======== Exercise input ========

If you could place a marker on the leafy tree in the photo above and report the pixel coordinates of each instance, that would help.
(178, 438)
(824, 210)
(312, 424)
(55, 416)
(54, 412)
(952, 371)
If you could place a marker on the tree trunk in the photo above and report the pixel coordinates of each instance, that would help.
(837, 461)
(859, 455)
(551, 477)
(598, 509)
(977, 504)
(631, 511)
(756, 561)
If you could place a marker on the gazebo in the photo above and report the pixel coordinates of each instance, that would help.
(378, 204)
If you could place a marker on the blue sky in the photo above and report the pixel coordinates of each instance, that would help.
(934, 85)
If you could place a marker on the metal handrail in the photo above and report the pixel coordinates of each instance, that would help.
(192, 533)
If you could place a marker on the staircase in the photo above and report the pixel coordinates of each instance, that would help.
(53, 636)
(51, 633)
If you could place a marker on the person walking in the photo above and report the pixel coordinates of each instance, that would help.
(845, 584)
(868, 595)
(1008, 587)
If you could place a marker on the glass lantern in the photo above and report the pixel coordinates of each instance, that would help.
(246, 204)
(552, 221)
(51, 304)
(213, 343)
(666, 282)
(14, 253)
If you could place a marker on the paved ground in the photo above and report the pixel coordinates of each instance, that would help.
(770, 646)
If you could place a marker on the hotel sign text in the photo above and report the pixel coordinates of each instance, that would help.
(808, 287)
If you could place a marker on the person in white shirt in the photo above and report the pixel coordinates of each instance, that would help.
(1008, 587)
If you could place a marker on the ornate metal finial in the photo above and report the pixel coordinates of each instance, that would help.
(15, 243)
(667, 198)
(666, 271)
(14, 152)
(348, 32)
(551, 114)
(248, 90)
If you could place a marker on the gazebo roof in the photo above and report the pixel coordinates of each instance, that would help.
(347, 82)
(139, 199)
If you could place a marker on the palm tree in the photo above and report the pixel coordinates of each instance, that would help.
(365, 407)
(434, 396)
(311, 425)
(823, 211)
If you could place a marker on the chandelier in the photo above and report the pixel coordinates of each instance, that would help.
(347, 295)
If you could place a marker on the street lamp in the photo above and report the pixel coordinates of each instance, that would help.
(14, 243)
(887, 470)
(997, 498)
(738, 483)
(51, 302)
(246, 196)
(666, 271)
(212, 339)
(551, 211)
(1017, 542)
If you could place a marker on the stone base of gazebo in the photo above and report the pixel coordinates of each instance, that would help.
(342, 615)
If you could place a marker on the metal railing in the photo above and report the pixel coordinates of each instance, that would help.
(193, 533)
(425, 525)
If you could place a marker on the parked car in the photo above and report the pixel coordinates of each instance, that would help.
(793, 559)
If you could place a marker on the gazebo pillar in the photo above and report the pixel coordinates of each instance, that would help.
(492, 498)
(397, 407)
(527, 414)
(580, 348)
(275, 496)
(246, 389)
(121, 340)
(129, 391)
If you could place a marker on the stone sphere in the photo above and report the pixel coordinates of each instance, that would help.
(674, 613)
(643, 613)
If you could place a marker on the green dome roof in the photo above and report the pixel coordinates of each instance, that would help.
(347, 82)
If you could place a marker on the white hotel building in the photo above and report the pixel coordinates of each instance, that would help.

========

Copy out, word for word, the stretch of the listing from the line containing "If you could place a marker on the gazebo pillar" through the end of the listing, and nothing else.

Problem solution>
If you could place a marker on the gazebo pillar in the photo above and report the pixel coordinates of each instance, that would help.
(492, 498)
(397, 407)
(527, 414)
(580, 348)
(275, 496)
(246, 389)
(121, 340)
(129, 391)
If you could place a marker on the stone sphere in the photo above and report the pixel coordinates of each instance, that would help.
(674, 613)
(643, 613)
If you could place a marker on the green dome roof in the photo above and report the pixel coordinates of each instance, that would help.
(347, 82)
If you could place a marker on the white hotel building in the photo above and report the pixel coordinates of each instance, that would help.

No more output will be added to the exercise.